# SHORT EXERCISE
Every entry that follows should be repeated exactly; drop the images.

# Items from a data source
——————————
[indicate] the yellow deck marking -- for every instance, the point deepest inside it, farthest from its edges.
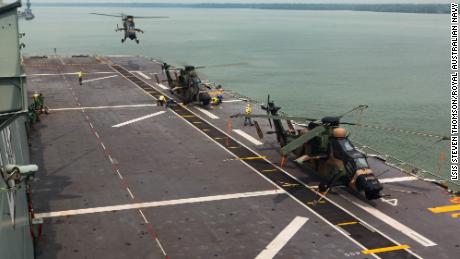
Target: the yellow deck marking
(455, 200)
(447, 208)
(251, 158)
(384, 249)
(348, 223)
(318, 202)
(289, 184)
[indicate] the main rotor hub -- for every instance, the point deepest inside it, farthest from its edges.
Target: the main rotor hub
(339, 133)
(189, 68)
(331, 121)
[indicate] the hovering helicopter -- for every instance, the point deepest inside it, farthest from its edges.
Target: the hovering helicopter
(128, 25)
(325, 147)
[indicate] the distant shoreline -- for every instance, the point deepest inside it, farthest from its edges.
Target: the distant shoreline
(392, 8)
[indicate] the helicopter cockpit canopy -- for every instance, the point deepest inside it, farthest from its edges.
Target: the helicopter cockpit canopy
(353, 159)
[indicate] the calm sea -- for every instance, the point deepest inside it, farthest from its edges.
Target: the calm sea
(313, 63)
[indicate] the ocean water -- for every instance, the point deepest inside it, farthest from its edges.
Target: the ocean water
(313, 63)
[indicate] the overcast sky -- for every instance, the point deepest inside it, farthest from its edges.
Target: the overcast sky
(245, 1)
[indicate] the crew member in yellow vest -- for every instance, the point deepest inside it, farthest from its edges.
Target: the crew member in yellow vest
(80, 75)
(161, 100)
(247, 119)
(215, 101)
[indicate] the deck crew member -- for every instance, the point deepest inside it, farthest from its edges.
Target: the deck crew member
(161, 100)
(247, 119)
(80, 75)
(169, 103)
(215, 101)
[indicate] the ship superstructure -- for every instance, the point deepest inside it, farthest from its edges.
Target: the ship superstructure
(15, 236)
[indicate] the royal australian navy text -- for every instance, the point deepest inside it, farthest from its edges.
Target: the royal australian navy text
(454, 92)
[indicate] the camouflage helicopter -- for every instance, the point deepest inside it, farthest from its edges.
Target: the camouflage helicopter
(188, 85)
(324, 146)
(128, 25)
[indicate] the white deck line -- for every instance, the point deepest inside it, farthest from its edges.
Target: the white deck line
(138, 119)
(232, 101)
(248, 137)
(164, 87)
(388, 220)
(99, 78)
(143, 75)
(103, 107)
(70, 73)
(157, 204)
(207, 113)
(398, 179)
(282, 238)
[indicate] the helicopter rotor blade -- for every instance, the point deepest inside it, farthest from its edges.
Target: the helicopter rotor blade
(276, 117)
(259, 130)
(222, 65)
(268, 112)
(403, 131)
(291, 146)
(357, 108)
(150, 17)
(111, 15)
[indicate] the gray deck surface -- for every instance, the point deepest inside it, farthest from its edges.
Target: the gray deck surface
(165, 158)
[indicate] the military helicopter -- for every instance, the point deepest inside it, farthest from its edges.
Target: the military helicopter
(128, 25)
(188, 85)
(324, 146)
——————————
# REPLY
[indicate] the yellow deck marking -- for every instance, the point deepest inside it, farthest from its edges.
Target: the yellow deck marking
(455, 200)
(447, 208)
(251, 158)
(384, 249)
(348, 223)
(318, 202)
(289, 184)
[indicate] the main rotor hub -- for every instance, the point deepest inside it, farthest from its edges.
Target: the main rotor hub
(339, 133)
(189, 68)
(331, 121)
[indicate] the hovering helicopter -- for every instance, the point deepest inside it, farthest from its edges.
Target: the hovering helicopter
(128, 25)
(325, 147)
[indicate] the distant shoreline -- for every instance, the point deepest inside it, farthest from its edges.
Target: the distant shoreline
(392, 8)
[indicate] the helicopter cockpit canopy -- for every instance, the point deepest inside it, farthest from its edges.
Target: the helicopter cockpit canopy
(353, 159)
[indicate] the calm sea -- for every instance, the point deepest inside it, farthest from its edges.
Target: the calm sea
(313, 63)
[indicate] the ocean water -- for every instance, the point deepest inside it, farthest from its edges.
Target: the ocean water
(313, 63)
[indicate] the overcast sky -- for every instance, the point deepest inside it, farthest from its edges.
Target: the overcast sky
(245, 1)
[indicate] the crew member in yellow vest -- for every instance, the point deepest inside it, farthest from its edges.
Target: the crew member in yellow vest
(80, 75)
(161, 100)
(247, 119)
(215, 101)
[indicate] the deck crew member -- for every instance, the point deepest inside it, farthest from its edges.
Target: the deck crew member
(161, 100)
(247, 119)
(80, 75)
(169, 103)
(215, 101)
[indicate] the ship superstructure -- for every instance, the point deepest inside it, farthest from its edges.
Target: the ship superstructure
(15, 236)
[indicate] the royal australian navy text -- for every instance, the point deepest inside it, farthest from its edges.
Target: the royal australian navy text
(454, 92)
[indicate] the camouflage helicopter -- for every instance, the point deepest inside it, farthest from its edges.
Target: the camouflage helicopter
(188, 85)
(324, 146)
(128, 25)
[indicate] the white deck line -- for every instance, the point deepest inside it, farthest from its edges.
Target: the white deck line
(138, 119)
(232, 101)
(248, 137)
(164, 87)
(388, 220)
(99, 78)
(143, 75)
(103, 107)
(70, 73)
(157, 204)
(207, 113)
(398, 179)
(282, 238)
[indicate] the helicopter rotor blade -- for every instance, the point deepest inside it, farthest from its edges.
Target: the helicopter rotor blade
(276, 117)
(259, 130)
(222, 65)
(268, 112)
(403, 131)
(291, 146)
(357, 108)
(150, 17)
(111, 15)
[indicate] the gray deck surface -- for every instance, the point deepest inside it, farthest from its edges.
Target: the gray deck surface
(165, 158)
[indicate] the military helicopter -- for every instance, the point deepest inside it, farthest from its edges.
Target: the military helicopter
(128, 25)
(188, 85)
(324, 146)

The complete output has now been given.